— RECORDS FOR THIS EXERCISE —
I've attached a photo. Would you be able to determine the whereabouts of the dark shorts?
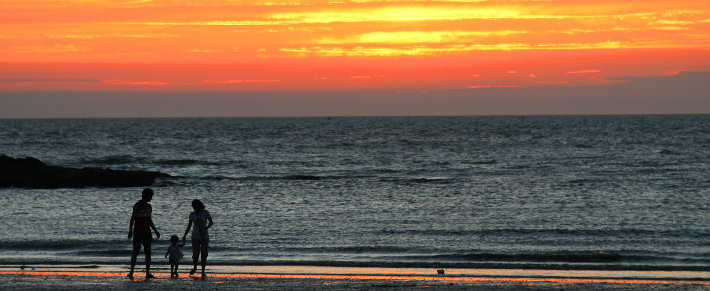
[133,234,153,256]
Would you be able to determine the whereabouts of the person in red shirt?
[126,188,160,279]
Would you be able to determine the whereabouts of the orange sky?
[0,0,710,117]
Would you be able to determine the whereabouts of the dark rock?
[0,155,170,189]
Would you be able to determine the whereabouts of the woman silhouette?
[182,199,212,277]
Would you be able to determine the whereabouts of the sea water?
[0,115,710,271]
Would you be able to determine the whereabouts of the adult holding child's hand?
[182,199,213,277]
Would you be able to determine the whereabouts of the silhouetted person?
[126,188,160,279]
[182,199,212,277]
[165,235,185,277]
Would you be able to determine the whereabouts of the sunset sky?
[0,0,710,118]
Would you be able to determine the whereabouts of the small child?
[165,235,185,277]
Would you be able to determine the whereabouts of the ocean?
[0,115,710,271]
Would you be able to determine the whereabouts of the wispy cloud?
[565,70,602,74]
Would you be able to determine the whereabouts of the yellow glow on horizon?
[0,0,710,91]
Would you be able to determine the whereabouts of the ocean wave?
[374,228,710,238]
[80,155,146,165]
[153,159,200,166]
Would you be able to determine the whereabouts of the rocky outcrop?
[0,155,170,189]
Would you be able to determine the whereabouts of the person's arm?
[128,209,138,239]
[205,216,214,230]
[182,219,192,245]
[150,218,160,239]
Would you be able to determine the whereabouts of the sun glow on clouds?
[0,0,710,92]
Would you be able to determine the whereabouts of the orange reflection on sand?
[0,271,710,286]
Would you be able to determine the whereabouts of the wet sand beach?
[0,270,710,291]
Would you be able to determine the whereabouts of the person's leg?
[190,237,200,275]
[126,235,141,277]
[143,235,153,278]
[200,239,210,276]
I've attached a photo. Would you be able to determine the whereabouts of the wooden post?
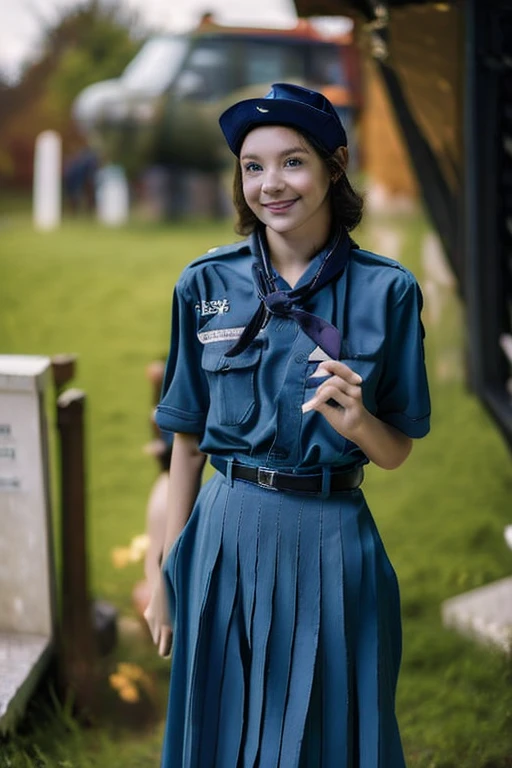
[50,354,77,395]
[57,389,96,715]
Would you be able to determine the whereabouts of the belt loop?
[320,467,331,499]
[226,459,233,488]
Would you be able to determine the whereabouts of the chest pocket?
[202,342,261,426]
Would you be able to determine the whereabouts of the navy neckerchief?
[225,227,358,360]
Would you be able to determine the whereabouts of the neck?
[265,216,331,285]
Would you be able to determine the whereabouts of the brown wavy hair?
[233,129,364,237]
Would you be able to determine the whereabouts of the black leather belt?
[211,456,364,494]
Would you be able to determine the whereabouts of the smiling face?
[240,126,331,236]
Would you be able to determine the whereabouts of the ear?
[331,147,348,184]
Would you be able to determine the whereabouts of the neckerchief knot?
[226,228,358,360]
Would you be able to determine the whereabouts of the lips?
[262,199,297,213]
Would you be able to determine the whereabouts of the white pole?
[33,131,62,230]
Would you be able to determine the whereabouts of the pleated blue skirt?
[162,473,405,768]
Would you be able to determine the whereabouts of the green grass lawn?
[0,207,512,768]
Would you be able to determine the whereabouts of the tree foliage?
[0,0,146,186]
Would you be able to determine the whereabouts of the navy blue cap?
[219,83,347,157]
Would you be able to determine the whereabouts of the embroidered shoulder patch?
[196,299,230,317]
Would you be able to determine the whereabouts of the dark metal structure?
[295,0,512,447]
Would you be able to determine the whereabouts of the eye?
[285,157,302,168]
[244,162,262,173]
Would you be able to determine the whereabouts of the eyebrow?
[240,145,309,160]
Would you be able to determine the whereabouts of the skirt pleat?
[162,474,405,768]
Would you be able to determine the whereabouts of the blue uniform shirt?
[156,240,430,472]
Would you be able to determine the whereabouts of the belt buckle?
[258,467,277,491]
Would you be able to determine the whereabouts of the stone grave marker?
[0,355,55,732]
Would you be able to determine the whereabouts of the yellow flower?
[110,547,131,568]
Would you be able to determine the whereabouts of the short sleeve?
[376,276,430,437]
[155,282,209,434]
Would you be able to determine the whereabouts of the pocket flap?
[202,342,261,373]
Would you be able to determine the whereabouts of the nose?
[261,168,284,195]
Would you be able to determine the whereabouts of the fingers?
[158,626,172,659]
[302,361,362,413]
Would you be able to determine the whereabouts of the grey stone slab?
[0,632,52,733]
[441,577,512,654]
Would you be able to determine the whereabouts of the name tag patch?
[197,325,244,344]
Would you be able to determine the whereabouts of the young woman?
[146,83,429,768]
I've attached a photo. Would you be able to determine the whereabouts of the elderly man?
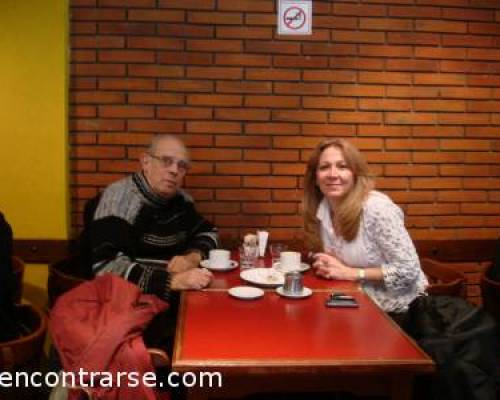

— WHAT IS ASKED —
Present the records as a Markdown table with the columns Row and Line, beginning with the line that contains "the belt buckle?" and continuing through the end of the records. Number each row, skip blank lines, and leave out the pictures.

— IN RESPONSE —
| Row | Line |
|---|---|
| 1 | Would you be able to determine the whereabouts of the belt buckle? |
| 2 | [258,467,277,491] |
| 3 | Would you be able to determine the whereabouts of the stone grave marker? |
| 4 | [0,355,55,732] |
| 5 | Would you be able to determine the whereabouts of the yellow flower? |
| 6 | [110,547,131,568] |
| 7 | Would you be able to determine the whereabouts of the short sleeve? |
| 8 | [376,276,430,437] |
| 9 | [155,282,209,434] |
| 10 | Would you be able to determine the whereabouts of the pocket flap? |
| 11 | [202,342,261,373] |
| 12 | Would you be able to determine the whereabouts of the nose? |
| 13 | [261,168,284,195] |
| 14 | Would you be able to determine the whereabouts of the fingers? |
| 15 | [158,626,172,659] |
| 16 | [302,361,362,413] |
| 17 | Would you be able to determine the whereabouts of the grey stone slab? |
| 18 | [0,632,52,733] |
| 19 | [441,577,512,654] |
| 20 | Would you be able to determine the whereabouts of the name tag patch? |
| 21 | [197,325,244,344] |
| 22 | Would you be able to determine the whereabouts of the young woman? |
| 23 | [146,83,429,768] |
| 24 | I've attached a photo. Would you be able to determine the whereabouts of the elderly man? |